Data records START

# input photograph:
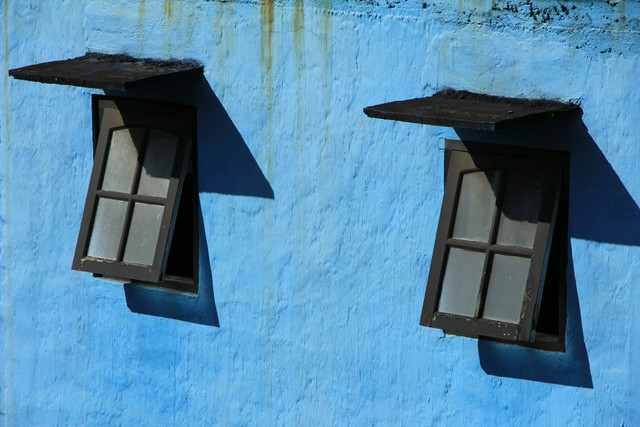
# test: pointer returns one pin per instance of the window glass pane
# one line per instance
(107, 229)
(461, 282)
(520, 211)
(505, 292)
(121, 160)
(476, 205)
(143, 233)
(158, 163)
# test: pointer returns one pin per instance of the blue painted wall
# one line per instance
(318, 223)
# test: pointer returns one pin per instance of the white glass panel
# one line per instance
(461, 284)
(158, 163)
(107, 229)
(121, 160)
(505, 292)
(520, 211)
(476, 205)
(143, 233)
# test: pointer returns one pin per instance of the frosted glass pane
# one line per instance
(107, 229)
(121, 160)
(143, 233)
(520, 211)
(505, 292)
(461, 283)
(158, 163)
(476, 205)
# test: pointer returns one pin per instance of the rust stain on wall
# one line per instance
(266, 42)
(299, 48)
(327, 30)
(167, 7)
(141, 18)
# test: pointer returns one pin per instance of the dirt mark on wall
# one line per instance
(266, 66)
(167, 8)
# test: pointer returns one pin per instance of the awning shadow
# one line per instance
(225, 166)
(571, 368)
(600, 210)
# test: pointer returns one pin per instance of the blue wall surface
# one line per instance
(317, 223)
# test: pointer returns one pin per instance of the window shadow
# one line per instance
(600, 210)
(194, 308)
(225, 163)
(571, 368)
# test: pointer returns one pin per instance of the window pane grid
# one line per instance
(131, 197)
(490, 248)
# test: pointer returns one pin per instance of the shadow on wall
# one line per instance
(200, 308)
(601, 210)
(571, 368)
(225, 166)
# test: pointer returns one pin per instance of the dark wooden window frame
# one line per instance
(551, 168)
(175, 119)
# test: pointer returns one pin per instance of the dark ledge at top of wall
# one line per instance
(105, 71)
(467, 110)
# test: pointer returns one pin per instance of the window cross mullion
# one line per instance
(134, 185)
(486, 271)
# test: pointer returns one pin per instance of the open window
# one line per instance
(140, 220)
(499, 261)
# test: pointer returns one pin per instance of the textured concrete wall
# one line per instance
(317, 222)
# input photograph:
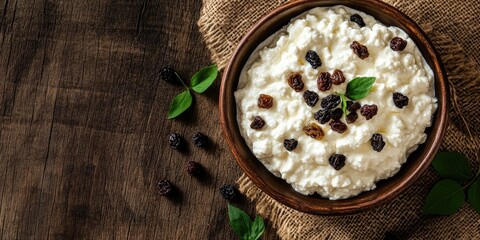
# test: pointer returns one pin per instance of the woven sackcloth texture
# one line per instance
(454, 29)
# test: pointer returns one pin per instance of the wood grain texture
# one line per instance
(83, 129)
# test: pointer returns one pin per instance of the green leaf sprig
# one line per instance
(447, 195)
(357, 89)
(199, 83)
(243, 226)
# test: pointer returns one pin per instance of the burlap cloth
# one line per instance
(454, 28)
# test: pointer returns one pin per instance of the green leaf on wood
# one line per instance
(202, 80)
(474, 195)
(359, 87)
(179, 104)
(258, 227)
(445, 198)
(452, 165)
(344, 103)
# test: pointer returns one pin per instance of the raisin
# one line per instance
(337, 77)
(400, 100)
(352, 117)
(310, 97)
(257, 123)
(360, 50)
(353, 106)
(337, 114)
(313, 58)
(323, 116)
(295, 82)
(338, 126)
(331, 101)
(228, 191)
(194, 168)
(265, 101)
(324, 82)
(314, 131)
(337, 161)
(357, 19)
(377, 142)
(290, 144)
(164, 187)
(200, 140)
(175, 140)
(167, 74)
(398, 44)
(369, 111)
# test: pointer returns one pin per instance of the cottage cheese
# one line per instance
(329, 32)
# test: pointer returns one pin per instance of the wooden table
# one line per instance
(83, 128)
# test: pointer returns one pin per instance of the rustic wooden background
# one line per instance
(83, 129)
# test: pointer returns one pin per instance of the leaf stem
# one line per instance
(476, 176)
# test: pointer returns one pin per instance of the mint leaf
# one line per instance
(258, 227)
(359, 87)
(452, 165)
(243, 226)
(445, 198)
(202, 80)
(239, 221)
(474, 195)
(179, 104)
(344, 103)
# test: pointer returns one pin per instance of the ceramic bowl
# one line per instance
(280, 190)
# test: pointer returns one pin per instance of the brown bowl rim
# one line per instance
(438, 125)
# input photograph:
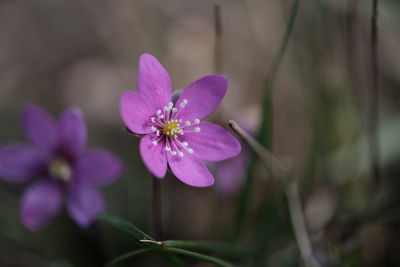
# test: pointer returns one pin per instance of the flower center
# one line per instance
(172, 129)
(60, 169)
(169, 129)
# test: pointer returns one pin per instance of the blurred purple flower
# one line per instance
(58, 166)
(174, 135)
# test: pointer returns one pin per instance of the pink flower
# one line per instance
(173, 133)
(58, 167)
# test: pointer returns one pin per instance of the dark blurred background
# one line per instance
(61, 53)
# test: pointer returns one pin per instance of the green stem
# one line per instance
(265, 132)
(199, 256)
(223, 249)
(128, 255)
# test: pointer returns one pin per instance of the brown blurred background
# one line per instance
(61, 53)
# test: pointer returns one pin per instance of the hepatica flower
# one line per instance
(173, 134)
(58, 168)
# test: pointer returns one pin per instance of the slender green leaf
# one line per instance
(128, 231)
(128, 255)
(265, 132)
(222, 249)
(200, 256)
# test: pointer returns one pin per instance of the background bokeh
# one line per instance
(61, 53)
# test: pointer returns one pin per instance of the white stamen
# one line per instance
(183, 104)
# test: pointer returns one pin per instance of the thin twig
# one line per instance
(267, 158)
(218, 39)
(294, 202)
(374, 101)
(157, 226)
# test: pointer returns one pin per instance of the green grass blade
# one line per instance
(127, 256)
(265, 131)
(222, 249)
(188, 253)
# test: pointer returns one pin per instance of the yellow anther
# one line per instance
(172, 129)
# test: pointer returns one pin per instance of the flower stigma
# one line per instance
(60, 170)
(172, 129)
(168, 128)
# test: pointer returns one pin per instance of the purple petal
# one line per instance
(19, 163)
(154, 82)
(40, 202)
(73, 133)
(135, 112)
(213, 143)
(153, 156)
(190, 170)
(203, 96)
(84, 204)
(40, 128)
(97, 167)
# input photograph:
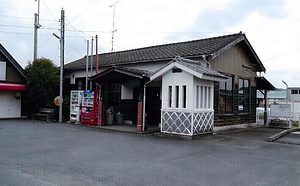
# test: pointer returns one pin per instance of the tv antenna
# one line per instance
(113, 30)
(36, 27)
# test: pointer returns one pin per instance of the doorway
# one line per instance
(153, 106)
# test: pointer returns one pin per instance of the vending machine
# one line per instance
(75, 105)
(88, 115)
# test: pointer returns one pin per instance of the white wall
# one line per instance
(177, 79)
(293, 97)
(127, 89)
(208, 101)
(10, 107)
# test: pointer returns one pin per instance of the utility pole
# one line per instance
(114, 30)
(62, 55)
(92, 61)
(87, 64)
(36, 27)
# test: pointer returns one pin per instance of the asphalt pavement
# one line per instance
(43, 153)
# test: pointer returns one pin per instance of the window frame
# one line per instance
(242, 95)
(229, 94)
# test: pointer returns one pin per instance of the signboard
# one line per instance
(280, 110)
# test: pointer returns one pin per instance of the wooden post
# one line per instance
(265, 110)
(140, 107)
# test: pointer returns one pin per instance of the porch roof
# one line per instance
(195, 49)
(12, 86)
(263, 84)
(118, 74)
(196, 68)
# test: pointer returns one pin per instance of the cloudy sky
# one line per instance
(271, 26)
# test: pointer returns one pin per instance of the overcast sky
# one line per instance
(271, 26)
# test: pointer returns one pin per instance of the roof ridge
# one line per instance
(174, 43)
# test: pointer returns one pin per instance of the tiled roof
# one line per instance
(12, 60)
(198, 67)
(188, 49)
(137, 73)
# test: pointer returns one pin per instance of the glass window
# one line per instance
(114, 96)
(197, 97)
(177, 96)
(244, 95)
(170, 96)
(226, 96)
(295, 91)
(184, 96)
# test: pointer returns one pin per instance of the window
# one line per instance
(177, 96)
(114, 96)
(226, 96)
(244, 95)
(184, 96)
(201, 98)
(2, 71)
(209, 97)
(170, 96)
(295, 91)
(197, 97)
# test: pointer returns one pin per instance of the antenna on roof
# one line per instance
(113, 30)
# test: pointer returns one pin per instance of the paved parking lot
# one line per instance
(41, 153)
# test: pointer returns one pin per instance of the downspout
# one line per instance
(144, 104)
(144, 107)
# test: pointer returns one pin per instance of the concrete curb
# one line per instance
(282, 133)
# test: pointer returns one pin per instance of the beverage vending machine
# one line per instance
(88, 115)
(75, 105)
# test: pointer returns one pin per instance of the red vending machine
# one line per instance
(88, 115)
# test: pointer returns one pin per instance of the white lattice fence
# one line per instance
(203, 122)
(186, 123)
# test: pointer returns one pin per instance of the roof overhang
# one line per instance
(13, 87)
(263, 84)
(119, 75)
(257, 64)
(176, 63)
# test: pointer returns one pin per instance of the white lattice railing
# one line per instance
(186, 122)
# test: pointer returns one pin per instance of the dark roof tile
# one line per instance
(164, 52)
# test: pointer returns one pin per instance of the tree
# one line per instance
(42, 77)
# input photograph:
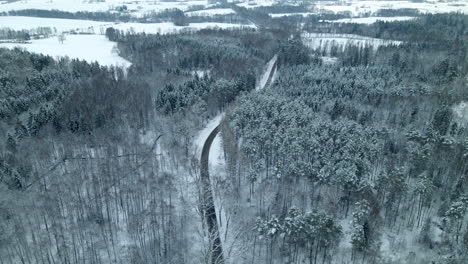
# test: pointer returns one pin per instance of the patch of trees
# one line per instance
(283, 8)
(97, 16)
(398, 12)
(228, 60)
(371, 140)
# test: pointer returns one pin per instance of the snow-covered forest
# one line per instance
(233, 132)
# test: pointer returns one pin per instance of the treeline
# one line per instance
(377, 144)
(74, 171)
(438, 29)
(97, 16)
(228, 61)
(174, 15)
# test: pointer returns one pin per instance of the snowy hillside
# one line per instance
(134, 7)
(91, 48)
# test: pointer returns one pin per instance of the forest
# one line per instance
(361, 161)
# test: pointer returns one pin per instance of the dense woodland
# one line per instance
(362, 161)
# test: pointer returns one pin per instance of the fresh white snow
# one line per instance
(211, 12)
(292, 14)
(461, 113)
(360, 7)
(169, 27)
(60, 25)
(325, 41)
(370, 20)
(135, 7)
(91, 48)
(264, 79)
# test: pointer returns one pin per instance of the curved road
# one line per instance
(207, 199)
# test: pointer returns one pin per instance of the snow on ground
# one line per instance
(135, 7)
(258, 3)
(359, 7)
(94, 27)
(90, 48)
(211, 12)
(264, 79)
(29, 23)
(461, 113)
(169, 27)
(370, 20)
(200, 139)
(292, 14)
(325, 41)
(329, 60)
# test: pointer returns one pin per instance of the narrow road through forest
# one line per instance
(207, 193)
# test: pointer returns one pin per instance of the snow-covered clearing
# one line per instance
(216, 147)
(60, 25)
(94, 27)
(325, 41)
(91, 48)
(370, 20)
(360, 7)
(257, 3)
(211, 12)
(135, 7)
(169, 27)
(292, 14)
(266, 75)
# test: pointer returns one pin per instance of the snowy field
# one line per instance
(211, 12)
(325, 41)
(91, 48)
(370, 20)
(169, 27)
(360, 7)
(93, 27)
(136, 7)
(60, 25)
(292, 14)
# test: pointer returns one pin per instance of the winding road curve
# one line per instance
(207, 199)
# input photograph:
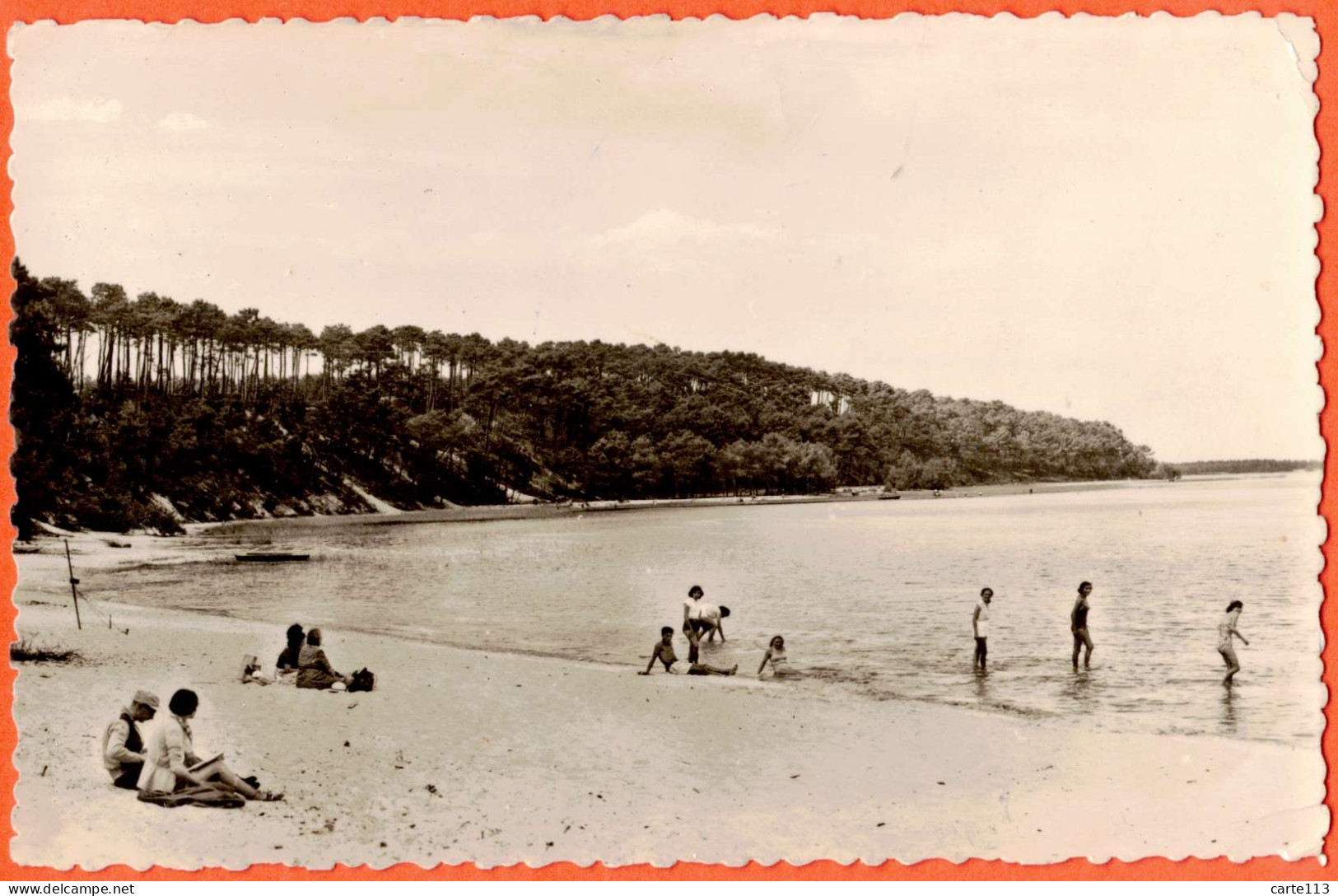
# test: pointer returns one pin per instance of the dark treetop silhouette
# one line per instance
(124, 404)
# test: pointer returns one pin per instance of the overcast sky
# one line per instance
(1102, 218)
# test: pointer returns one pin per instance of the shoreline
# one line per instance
(498, 757)
(492, 512)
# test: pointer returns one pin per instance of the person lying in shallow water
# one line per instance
(664, 653)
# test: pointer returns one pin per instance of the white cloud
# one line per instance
(64, 109)
(668, 226)
(178, 122)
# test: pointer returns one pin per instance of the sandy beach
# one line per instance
(498, 758)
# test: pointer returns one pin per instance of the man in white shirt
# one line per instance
(122, 744)
(981, 628)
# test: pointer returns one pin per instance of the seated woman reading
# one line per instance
(287, 664)
(314, 669)
(170, 761)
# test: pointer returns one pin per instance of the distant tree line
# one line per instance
(1256, 465)
(130, 411)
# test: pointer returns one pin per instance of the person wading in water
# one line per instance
(1077, 623)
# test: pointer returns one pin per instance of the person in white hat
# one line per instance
(122, 743)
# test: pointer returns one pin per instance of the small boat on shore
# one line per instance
(269, 557)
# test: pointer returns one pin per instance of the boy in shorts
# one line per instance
(664, 653)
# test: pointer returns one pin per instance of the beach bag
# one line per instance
(205, 795)
(363, 679)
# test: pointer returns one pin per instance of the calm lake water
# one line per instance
(874, 598)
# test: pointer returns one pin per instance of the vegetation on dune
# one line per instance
(130, 412)
(1256, 465)
(30, 651)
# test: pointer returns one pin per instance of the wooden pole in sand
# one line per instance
(72, 583)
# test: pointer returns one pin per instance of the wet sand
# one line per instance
(497, 758)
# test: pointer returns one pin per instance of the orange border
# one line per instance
(207, 11)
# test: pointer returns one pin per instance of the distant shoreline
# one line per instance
(490, 512)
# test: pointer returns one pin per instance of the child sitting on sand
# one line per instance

Data records END

= Task objective =
Exact lines only, please. Repeat everything from the top of the records through the line containing "# test: pointer returns one pin per instance of the frosted", both ends in and pictures out.

= Reply to the exercise =
# input photograph:
# test: pointer returns one pin per instance of the window glass pane
# one line per instance
(107, 229)
(461, 282)
(520, 211)
(505, 292)
(121, 160)
(476, 205)
(143, 233)
(158, 163)
# test: pointer returns one pin per instance of the blue painted wall
# one line per instance
(318, 223)
# test: pointer returns one pin per instance of the white glass panel
# one line per instance
(461, 284)
(158, 163)
(107, 229)
(121, 160)
(505, 292)
(520, 211)
(476, 205)
(143, 233)
# test: pointer returns one pin per instance of the frosted glass pane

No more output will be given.